◆ Supplied material
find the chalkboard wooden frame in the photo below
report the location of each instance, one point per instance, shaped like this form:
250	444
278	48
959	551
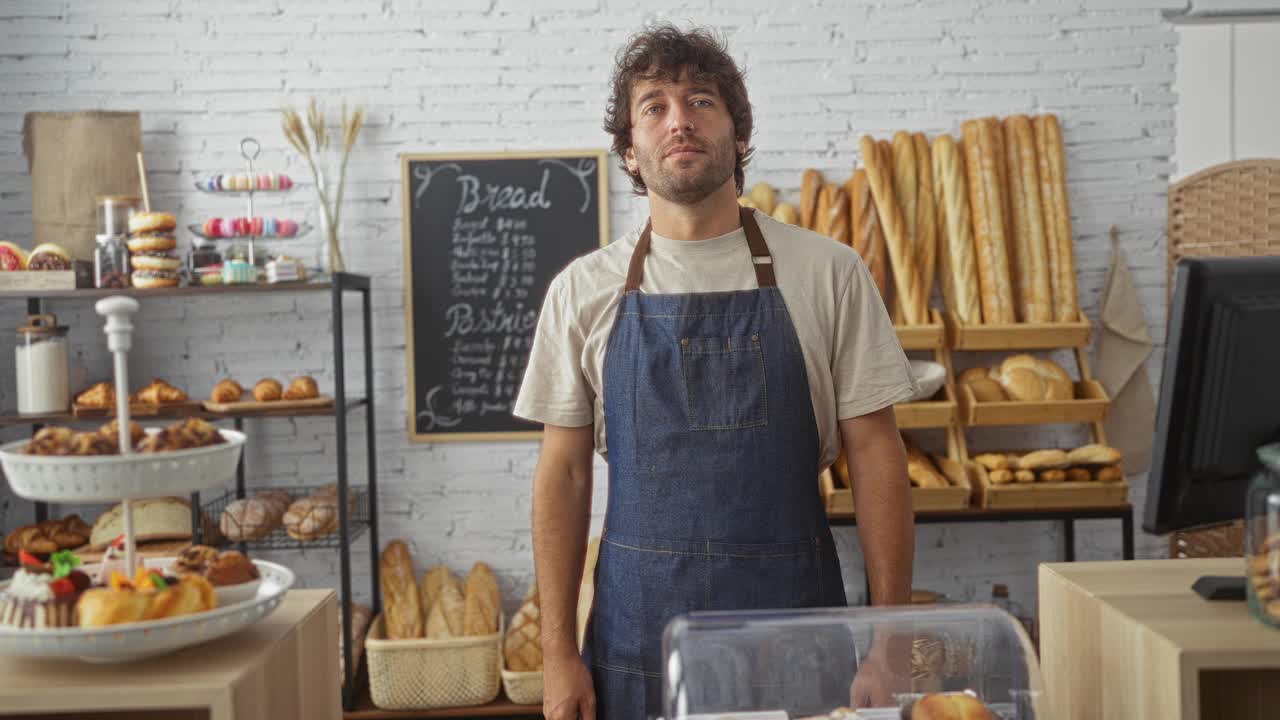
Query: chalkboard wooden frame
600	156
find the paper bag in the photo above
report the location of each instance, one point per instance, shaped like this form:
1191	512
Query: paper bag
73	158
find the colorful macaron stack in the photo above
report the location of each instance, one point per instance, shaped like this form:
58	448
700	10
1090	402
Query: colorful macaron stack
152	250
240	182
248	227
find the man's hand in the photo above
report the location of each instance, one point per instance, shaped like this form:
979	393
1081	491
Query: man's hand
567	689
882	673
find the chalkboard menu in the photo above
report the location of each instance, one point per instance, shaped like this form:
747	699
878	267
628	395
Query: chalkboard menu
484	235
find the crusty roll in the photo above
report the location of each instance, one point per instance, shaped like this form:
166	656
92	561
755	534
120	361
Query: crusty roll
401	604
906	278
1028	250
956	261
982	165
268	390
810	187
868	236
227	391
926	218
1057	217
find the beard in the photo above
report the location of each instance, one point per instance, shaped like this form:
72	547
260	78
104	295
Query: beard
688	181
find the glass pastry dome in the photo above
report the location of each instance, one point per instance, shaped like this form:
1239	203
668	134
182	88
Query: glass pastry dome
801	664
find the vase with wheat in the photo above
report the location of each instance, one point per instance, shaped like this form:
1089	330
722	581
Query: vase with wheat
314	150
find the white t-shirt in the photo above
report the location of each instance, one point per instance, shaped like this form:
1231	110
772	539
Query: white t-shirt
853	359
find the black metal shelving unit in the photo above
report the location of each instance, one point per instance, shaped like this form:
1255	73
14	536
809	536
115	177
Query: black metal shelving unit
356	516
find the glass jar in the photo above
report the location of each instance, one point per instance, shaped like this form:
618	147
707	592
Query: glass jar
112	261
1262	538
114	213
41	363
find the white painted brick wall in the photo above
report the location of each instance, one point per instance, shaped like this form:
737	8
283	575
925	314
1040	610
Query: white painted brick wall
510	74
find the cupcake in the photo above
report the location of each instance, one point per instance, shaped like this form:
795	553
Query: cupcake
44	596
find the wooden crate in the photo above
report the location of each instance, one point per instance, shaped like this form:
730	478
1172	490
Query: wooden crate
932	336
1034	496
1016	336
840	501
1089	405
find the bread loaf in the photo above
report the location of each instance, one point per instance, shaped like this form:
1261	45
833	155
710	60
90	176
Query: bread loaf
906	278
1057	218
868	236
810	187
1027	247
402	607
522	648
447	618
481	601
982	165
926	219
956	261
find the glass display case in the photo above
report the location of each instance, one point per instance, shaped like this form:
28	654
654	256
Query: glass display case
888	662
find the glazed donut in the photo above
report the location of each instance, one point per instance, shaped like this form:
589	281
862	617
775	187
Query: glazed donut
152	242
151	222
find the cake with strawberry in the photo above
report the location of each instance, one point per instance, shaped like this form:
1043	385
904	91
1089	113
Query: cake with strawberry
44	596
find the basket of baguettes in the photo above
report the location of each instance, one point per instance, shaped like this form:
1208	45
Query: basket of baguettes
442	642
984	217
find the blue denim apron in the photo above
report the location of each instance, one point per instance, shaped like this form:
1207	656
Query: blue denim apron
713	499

◆ Activity
An exact transcription of all the entries is required, without the pictures.

◆ Answer to the problem
find the chalkboard wooden frame in the photo below
report the location of each instance, one point per instance, shaped like this form:
250	444
278	48
959	551
Query: chalkboard wooden frame
600	156
find the paper bag in the photo above
report the location of each instance, one point per instance, shaped like this form:
1191	512
Query: paper bag
73	158
find the colorful macaron stack in the photo above
report the location of each instance, one point per instance, shaped like this form:
58	448
700	10
1090	402
Query: colorful macaron stack
152	250
240	182
248	227
find the man's hand in the photo above
report the location of each instance, one point per instance, shaped like this form:
979	393
1081	491
Query: man's hand
567	689
882	673
find the chalkboard menu in the photo above
report the location of each instance, one point per instance, shaped like this form:
747	699
878	267
628	395
Query: chalkboard menu
484	235
find the crusty roll in the photo above
report the location of each instance, one point per instance, shaped like this form:
166	656
92	561
755	534
120	361
Query: crusty roll
401	604
906	278
1028	250
956	261
982	165
268	390
810	187
868	236
227	391
926	218
1057	217
find the beard in the photo above
report the location of each instance, one point per instance, shaped like this form:
72	547
260	78
104	295
Query: beard
688	181
find the glass pastry dome in the photo above
report the location of each instance, one point per instance, shaped like this form:
1239	203
668	134
182	88
Query: glass pastry dome
801	664
find the vase with wheat in the photo above
report the location of each instance, one point per instance, shaped like this form:
1089	330
722	581
Query: vase with wheat
314	150
find the white t-shirt in the photo above
report the location of each instance, one point per instance, shaped like this form:
1231	110
772	539
Query: white t-shirt
853	359
find the black metal shelving unit in the photo above
report the location of each instance, one point per instance, shaped like this form:
1255	73
14	536
809	536
115	177
Query: black metal shelving unit
356	516
find the glass jar in the photo above
report the location of each instance, one point per instance, shaped like this form:
618	147
707	592
Query: glass jar
112	261
1262	538
114	213
41	363
find the white painted brick wall in the photo above
report the location of each instance, one point per instance, shaped like this form:
737	8
283	575
925	314
1040	610
Query: white painted brick wall
510	74
find the cupcake in the photo above
report the location of each instance, one point per instance, shaped like this form:
795	553
Query: cupcake
44	596
find the wooden crate in the photo above
report the location of each instance, one point per instance, shaped like this form:
730	478
1172	490
Query: wooden crate
932	336
1034	496
1016	336
840	501
1089	405
find the bread loaf in the photo above
report the location of each instance, one point per instance, shaped like this form:
1261	45
833	155
710	60
90	176
Query: bread loaf
906	278
1057	218
868	236
810	187
1027	247
402	607
522	648
447	618
481	601
982	165
926	219
956	261
find the glass display case in the photo above
report the location of each instance, one point per instance, shaped like this form:
28	654
654	256
Query: glass display case
888	662
find the glazed donut in the photo above
report the location of each instance, one point per instance, shaped like this form:
589	281
862	617
775	187
Query: glazed donut
152	242
151	222
find the cake with strawberry in the photo above
report the location of each instance, one point per instance, shaped like this form:
1043	385
904	91
1089	113
Query: cake with strawberry
44	596
find the basket of baguettes in the photo above
report the location of each instance, one point per instance, shaped like this form:
1208	45
Query: basket of baguettes
442	642
984	217
find the blue denim apron in the photo above
report the location of each instance, one point per instance, shaped like this form:
1207	656
Query: blue denim apron
713	499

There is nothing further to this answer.